これまでの歴史が発展だと考えるなら、それは分化するのがその方向性だといえます。すなわち、歴史に基づいて未来を考えれば、未来の方向性は分化する方向だといえます。(p186)
これに先立つ6章に、地球は5億年もすれば生物圏を維持できなくなり、最後は赤色巨星化した太陽に飲み込まれるって言ってませんでしたっけ?それは分化です、か?
一年間に人間圏に流入する物質の移動量は、地球システムの物の流れに換算すると一〇万年分くらいの移動量に相当します。(中略)我々が今の割合でオーストラリアの鉄鉱石全部を日本に持ってくるのに、例えば数百年かかるとして一方*1は数千万年ですから…(p189)
「例えば」って何だよww根拠のない数字から求めた結果をあちこちで使うのはやめましょう。
私は個人的には、我々は宇宙を認識するために人間圏を築いたと考えています。単に、生き延びるために生きているわけではないと思っています。生き延びるために生きているのなら、人間圏をつくらずに生物圏の中の種の一つとして生きているほうが、選択としては正しいからです。(p211)
++++
### 課題指示 1
人間圏をめぐる抜粋のうち、「これまでの歴史が発展だと考え」から「正しいからです。(p211)」までを一字も変えずに書き写しなさい。
### 課題指示 2
次の(a)〜(c)が人間圏をめぐる抜粋の内容と一致するかどうかを、それぞれ「はい」か「いいえ」で答え、判断の決め手となる抜粋中の語句を正確に引用しなさい。
(a) 一年間に人間圏に流入する物質の移動量は、地球システムの物の流れに換算すると一万年分くらいに相当するとされている。
(b) 抜粋には、我々は宇宙を認識するために人間圏を築いたという考えが示されている。
(c) 生き延びるために生きているのなら、人間圏をつくるほうが選択として正しいと述べられている。

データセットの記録
++++
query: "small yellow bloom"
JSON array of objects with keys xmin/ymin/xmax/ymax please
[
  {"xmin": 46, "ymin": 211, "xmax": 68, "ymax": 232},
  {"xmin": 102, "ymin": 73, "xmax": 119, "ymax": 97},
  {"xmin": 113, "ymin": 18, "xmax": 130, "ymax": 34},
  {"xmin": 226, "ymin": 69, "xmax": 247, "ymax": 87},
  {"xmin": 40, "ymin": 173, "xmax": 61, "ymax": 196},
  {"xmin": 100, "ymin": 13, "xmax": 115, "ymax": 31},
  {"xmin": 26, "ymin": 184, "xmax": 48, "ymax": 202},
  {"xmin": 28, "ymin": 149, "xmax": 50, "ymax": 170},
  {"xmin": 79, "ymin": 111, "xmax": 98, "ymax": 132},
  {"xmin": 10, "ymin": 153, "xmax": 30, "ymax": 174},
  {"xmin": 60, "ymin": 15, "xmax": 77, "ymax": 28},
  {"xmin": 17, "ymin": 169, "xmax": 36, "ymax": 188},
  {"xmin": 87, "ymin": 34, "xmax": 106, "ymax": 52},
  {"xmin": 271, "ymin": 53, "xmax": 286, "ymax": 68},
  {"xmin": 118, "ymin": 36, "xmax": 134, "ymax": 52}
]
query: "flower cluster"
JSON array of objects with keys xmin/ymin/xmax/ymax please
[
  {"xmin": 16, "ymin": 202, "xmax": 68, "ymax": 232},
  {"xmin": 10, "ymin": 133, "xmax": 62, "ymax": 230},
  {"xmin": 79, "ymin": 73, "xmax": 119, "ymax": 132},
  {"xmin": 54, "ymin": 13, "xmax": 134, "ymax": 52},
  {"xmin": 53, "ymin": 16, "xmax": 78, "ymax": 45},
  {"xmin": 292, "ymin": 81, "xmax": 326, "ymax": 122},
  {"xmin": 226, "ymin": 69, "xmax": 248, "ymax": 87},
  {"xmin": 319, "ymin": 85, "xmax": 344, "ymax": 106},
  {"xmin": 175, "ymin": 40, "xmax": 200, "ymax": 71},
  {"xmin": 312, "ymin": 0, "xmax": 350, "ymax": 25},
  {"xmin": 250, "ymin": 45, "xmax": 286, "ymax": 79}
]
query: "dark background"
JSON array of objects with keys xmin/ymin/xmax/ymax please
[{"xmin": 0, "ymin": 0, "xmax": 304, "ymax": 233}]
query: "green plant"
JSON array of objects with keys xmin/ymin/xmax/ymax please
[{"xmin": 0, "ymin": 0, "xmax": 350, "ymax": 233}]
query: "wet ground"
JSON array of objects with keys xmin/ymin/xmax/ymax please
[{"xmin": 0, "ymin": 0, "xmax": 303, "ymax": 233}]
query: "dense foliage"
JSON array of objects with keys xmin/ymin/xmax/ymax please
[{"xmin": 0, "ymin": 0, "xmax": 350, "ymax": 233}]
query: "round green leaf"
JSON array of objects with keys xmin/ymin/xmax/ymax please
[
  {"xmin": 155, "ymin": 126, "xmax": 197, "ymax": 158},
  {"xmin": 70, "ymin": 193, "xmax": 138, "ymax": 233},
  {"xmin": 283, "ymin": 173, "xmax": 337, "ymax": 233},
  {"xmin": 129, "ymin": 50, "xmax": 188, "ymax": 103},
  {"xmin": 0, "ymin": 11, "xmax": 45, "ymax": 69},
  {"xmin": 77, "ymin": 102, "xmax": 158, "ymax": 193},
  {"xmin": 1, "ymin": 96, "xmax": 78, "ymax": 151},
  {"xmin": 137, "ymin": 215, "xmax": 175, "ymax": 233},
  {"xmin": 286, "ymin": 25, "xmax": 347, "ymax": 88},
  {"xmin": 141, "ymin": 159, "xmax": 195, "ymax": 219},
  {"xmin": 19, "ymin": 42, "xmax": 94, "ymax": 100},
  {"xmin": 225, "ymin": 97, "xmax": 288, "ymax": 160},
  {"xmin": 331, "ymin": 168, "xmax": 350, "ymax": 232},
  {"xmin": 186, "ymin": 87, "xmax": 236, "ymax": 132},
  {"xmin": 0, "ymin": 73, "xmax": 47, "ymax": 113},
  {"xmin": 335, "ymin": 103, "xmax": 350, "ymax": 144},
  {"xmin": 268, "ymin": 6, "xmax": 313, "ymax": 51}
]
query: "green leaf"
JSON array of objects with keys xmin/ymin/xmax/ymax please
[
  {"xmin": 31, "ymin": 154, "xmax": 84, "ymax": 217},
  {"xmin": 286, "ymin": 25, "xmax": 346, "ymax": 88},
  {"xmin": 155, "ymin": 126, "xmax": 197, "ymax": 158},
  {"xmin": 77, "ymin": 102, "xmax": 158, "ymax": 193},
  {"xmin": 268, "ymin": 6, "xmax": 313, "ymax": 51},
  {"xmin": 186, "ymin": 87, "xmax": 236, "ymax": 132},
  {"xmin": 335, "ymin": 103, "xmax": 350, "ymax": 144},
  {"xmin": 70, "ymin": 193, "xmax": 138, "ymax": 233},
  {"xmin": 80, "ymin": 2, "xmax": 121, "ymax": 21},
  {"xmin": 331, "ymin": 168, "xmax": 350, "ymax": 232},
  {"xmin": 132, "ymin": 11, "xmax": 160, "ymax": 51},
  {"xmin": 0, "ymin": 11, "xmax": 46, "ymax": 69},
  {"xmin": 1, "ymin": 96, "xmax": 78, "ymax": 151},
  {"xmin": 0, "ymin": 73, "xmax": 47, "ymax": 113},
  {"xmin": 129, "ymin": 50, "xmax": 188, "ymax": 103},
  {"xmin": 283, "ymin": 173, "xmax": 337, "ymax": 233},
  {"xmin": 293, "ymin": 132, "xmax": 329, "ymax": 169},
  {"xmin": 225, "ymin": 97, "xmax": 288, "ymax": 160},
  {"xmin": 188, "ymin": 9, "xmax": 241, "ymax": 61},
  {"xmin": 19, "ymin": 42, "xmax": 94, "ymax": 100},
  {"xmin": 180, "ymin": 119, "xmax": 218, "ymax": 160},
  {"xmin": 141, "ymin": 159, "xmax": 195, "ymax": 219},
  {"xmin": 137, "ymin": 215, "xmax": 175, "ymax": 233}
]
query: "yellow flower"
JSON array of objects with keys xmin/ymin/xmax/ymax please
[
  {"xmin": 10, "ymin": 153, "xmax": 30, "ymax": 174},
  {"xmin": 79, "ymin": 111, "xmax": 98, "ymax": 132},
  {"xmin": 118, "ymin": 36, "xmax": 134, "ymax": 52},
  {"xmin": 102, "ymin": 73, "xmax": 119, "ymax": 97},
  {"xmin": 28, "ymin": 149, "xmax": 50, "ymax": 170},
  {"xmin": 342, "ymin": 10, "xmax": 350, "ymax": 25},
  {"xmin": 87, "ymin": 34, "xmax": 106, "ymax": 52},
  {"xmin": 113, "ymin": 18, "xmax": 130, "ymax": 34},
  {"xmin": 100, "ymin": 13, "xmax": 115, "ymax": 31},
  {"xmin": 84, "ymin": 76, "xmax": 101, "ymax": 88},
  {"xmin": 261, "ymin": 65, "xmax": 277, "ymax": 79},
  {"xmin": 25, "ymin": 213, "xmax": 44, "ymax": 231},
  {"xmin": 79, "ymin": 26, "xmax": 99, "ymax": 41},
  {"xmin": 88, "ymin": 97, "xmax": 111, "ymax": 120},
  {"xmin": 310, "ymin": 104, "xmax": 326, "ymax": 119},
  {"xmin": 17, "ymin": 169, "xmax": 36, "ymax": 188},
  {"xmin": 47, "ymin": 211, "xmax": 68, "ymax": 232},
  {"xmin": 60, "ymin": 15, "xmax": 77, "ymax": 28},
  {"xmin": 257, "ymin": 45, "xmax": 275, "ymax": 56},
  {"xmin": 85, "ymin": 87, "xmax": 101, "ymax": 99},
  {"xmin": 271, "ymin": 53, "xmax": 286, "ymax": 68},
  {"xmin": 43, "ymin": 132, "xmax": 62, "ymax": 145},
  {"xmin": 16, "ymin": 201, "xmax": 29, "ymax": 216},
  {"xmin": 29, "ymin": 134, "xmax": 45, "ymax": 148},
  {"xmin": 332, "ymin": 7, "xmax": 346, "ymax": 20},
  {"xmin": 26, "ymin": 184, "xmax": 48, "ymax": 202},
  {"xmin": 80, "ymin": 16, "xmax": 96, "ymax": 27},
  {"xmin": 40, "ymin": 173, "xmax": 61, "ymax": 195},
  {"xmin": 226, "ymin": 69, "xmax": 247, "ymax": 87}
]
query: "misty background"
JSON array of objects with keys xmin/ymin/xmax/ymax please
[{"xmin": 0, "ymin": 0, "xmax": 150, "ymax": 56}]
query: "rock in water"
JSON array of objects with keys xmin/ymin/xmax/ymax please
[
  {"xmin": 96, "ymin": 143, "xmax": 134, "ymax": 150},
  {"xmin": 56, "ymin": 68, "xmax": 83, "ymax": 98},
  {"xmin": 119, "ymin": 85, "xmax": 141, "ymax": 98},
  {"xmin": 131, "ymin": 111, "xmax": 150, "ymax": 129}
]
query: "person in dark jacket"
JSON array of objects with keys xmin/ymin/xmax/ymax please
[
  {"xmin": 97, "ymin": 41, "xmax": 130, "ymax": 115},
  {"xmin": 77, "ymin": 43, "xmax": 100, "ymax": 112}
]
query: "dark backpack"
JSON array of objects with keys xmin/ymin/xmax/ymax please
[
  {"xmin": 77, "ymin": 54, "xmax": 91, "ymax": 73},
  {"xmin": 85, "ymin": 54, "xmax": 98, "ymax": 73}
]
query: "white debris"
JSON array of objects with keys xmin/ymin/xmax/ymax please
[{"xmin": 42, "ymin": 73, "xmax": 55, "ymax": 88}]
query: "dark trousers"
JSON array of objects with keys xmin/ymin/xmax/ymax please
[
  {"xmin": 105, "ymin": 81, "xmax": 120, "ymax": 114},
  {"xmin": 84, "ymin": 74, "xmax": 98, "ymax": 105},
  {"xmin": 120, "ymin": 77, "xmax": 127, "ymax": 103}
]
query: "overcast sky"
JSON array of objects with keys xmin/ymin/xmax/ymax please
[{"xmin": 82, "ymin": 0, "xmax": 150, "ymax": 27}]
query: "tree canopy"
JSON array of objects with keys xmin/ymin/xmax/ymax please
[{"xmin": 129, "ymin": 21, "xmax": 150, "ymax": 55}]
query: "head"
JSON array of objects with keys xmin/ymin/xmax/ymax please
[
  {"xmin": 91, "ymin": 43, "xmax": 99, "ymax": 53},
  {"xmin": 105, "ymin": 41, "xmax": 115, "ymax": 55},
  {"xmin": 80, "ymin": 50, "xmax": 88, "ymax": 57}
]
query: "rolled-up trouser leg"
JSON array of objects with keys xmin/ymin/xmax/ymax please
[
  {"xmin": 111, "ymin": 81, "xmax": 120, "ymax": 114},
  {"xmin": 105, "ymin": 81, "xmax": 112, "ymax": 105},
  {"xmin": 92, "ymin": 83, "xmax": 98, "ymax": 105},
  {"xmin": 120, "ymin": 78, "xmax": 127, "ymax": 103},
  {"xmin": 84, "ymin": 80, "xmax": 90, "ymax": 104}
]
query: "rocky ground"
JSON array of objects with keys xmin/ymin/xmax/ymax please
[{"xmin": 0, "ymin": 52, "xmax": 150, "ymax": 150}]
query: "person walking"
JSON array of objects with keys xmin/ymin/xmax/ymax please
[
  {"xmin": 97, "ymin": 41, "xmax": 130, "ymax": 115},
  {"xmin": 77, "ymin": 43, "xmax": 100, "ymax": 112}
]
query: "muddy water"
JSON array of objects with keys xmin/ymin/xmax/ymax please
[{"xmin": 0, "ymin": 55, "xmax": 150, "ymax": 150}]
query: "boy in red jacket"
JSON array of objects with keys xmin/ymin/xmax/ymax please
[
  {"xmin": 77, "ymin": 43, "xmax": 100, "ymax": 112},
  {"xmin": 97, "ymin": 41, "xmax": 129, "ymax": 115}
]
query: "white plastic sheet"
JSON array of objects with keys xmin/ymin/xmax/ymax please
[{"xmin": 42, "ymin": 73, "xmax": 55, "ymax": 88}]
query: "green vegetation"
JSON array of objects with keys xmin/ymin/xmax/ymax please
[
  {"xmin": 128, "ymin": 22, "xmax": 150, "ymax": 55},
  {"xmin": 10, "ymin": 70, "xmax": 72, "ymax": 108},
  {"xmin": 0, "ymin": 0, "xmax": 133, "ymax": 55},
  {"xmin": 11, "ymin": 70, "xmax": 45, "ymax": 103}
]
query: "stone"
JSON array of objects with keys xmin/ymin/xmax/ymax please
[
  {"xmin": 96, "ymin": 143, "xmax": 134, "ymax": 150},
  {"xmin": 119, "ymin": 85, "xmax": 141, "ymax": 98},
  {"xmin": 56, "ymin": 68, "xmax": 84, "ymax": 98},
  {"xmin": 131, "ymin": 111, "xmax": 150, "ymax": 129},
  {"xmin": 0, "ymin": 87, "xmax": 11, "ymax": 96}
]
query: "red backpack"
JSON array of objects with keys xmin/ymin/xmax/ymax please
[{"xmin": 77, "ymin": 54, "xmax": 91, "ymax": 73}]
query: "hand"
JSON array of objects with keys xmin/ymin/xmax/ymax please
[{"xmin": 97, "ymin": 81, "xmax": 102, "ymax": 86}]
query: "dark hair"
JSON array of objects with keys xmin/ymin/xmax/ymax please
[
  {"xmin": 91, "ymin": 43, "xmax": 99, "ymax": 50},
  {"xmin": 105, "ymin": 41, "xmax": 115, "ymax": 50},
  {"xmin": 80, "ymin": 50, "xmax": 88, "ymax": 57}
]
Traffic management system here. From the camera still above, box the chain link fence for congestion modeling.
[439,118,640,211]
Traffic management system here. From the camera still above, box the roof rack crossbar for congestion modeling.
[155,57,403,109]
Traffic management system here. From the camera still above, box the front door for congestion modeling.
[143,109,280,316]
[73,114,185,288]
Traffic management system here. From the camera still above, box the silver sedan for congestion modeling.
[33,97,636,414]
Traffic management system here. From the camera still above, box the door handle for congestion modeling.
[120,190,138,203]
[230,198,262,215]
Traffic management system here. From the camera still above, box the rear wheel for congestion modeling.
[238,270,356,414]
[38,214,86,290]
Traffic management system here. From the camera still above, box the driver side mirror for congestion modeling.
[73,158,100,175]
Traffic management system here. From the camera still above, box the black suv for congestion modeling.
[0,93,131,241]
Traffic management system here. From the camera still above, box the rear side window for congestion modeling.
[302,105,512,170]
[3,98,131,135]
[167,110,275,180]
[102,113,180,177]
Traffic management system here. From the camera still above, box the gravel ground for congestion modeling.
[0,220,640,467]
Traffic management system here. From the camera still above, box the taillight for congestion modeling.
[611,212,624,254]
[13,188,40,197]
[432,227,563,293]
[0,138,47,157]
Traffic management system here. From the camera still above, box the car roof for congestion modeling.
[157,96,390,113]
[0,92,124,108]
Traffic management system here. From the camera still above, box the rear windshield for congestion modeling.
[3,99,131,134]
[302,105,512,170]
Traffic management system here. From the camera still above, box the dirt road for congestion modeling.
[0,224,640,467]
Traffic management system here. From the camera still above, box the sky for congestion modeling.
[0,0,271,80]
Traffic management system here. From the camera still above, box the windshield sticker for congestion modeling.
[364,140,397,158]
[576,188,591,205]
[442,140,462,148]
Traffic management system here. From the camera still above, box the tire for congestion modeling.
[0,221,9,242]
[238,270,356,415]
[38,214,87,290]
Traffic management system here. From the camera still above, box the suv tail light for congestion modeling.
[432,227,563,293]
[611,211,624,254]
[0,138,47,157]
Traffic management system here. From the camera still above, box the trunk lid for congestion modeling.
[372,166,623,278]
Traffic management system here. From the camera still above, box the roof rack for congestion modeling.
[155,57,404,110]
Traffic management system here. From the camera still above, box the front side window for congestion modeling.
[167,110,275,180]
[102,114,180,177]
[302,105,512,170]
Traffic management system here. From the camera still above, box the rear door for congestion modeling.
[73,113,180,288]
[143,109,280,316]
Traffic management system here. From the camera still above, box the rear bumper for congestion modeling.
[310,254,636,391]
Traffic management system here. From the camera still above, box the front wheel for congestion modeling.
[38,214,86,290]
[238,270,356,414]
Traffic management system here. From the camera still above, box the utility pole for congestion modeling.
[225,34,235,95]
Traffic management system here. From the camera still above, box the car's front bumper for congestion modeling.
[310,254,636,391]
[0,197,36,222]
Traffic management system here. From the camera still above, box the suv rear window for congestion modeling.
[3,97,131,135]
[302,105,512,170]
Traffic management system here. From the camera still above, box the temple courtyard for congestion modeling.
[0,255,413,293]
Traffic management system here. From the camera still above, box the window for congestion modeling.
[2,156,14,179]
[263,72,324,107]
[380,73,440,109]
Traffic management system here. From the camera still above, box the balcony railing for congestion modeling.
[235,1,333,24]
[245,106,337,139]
++++
### 解答全文 1
これまでの歴史が発展だと考えるなら、それは分化するのがその方向性だといえます。すなわち、歴史に基づいて未来を考えれば、未来の方向性は分化する方向だといえます。(p186)
これに先立つ6章に、地球は5億年もすれば生物圏を維持できなくなり、最後は赤色巨星化した太陽に飲み込まれるって言ってませんでしたっけ?それは分化です、か?
一年間に人間圏に流入する物質の移動量は、地球システムの物の流れに換算すると一〇万年分くらいの移動量に相当します。(中略)我々が今の割合でオーストラリアの鉄鉱石全部を日本に持ってくるのに、例えば数百年かかるとして一方*1は数千万年ですから…(p189)
「例えば」って何だよww根拠のない数字から求めた結果をあちこちで使うのはやめましょう。
私は個人的には、我々は宇宙を認識するために人間圏を築いたと考えています。単に、生き延びるために生きているわけではないと思っています。生き延びるために生きているのなら、人間圏をつくらずに生物圏の中の種の一つとして生きているほうが、選択としては正しいからです。(p211)

### 解答全文 2
(a) いいえ。「一〇万年分くらいの移動量に相当します」
(b) はい。「我々は宇宙を認識するために人間圏を築いたと考えています」
(c) いいえ。「人間圏をつくらずに生物圏の中の種の一つとして生きているほうが、選択としては正しいからです」